Output all records precisely as written.

Natural language region descriptions:
____________

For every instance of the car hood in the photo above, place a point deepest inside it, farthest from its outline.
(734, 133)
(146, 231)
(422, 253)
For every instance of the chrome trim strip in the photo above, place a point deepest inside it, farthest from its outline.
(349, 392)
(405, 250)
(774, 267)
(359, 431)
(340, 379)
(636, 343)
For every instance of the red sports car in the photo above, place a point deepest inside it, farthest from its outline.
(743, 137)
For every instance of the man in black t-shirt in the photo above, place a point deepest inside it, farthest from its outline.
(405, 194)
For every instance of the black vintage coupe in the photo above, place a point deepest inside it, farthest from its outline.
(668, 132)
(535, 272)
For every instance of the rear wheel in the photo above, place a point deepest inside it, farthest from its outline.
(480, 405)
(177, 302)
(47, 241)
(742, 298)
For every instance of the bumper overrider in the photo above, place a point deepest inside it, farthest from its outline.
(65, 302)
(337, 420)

____________

**PROBLEM SOLUTION:**
For every instance of the car hood in the photo above, place a point deepest inside it, farthest from its outline.
(734, 133)
(146, 231)
(422, 253)
For every instance of the chrome trim strip in the photo above, place a point deepest inside it, farthest from its outline.
(349, 392)
(405, 250)
(774, 267)
(359, 431)
(340, 379)
(636, 343)
For every instance of the red sports car in the photo above, place a point deepest inside it, farthest from its outline.
(743, 137)
For every instance of the man in black t-shirt in the photo above, place a point deepest inside it, farthest from its outline.
(405, 194)
For every instance of the black vintage coupe in the photo above, place a point deepest inside it, farthest from its outline.
(668, 132)
(535, 272)
For every instance of the rear wheel in the photo above, place a point deepest inside it, farthest from its outline.
(480, 405)
(177, 302)
(47, 241)
(742, 298)
For every instance of the bumper overrider in the photo above, place a point deepest inside it, farthest from its outline.
(65, 302)
(337, 420)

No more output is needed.